Exercise details:
Extract each row below that contains the word "mountain", and copy every such row in full.

(Rows of box annotation data)
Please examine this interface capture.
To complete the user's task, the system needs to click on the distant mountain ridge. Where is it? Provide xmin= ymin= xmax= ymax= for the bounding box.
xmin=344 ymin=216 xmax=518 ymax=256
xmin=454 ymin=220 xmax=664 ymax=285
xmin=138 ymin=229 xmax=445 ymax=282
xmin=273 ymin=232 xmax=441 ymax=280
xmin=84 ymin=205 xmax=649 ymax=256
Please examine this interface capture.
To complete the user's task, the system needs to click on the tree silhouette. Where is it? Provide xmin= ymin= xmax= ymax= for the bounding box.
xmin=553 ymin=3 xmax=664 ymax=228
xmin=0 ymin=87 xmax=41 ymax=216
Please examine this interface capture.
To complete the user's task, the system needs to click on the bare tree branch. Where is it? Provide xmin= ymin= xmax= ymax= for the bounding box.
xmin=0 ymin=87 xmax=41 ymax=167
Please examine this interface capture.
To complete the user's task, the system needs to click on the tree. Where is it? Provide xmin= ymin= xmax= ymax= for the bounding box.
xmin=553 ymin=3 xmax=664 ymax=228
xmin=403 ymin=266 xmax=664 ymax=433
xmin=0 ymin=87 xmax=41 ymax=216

...

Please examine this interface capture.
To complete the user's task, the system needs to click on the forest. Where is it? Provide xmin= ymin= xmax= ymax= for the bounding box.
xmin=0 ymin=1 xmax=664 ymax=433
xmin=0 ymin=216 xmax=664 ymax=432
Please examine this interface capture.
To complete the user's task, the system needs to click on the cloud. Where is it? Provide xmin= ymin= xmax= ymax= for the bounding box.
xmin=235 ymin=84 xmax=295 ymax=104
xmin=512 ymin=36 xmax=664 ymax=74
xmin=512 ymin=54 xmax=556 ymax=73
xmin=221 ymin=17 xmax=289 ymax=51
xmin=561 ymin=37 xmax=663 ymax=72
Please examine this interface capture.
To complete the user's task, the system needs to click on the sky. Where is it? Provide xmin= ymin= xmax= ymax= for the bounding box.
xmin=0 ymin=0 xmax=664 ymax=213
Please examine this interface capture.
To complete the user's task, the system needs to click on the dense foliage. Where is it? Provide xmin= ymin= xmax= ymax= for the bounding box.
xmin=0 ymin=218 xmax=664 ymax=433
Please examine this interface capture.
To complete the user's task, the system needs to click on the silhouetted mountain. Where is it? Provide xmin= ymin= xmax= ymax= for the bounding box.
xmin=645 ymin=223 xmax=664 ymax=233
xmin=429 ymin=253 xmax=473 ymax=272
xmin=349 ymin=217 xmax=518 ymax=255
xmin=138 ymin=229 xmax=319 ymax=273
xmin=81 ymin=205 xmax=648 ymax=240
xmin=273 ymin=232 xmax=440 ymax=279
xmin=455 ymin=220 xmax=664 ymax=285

Result:
To complete the user's task, the system needs to click on the distant mountain ridge. Where is it? Provide xmin= ymin= xmax= ymax= for the bounding box.
To complete the user's task, the system needs to click on the silhouetted mountain. Where is it? Provide xmin= ymin= xmax= ymax= for the bounding box.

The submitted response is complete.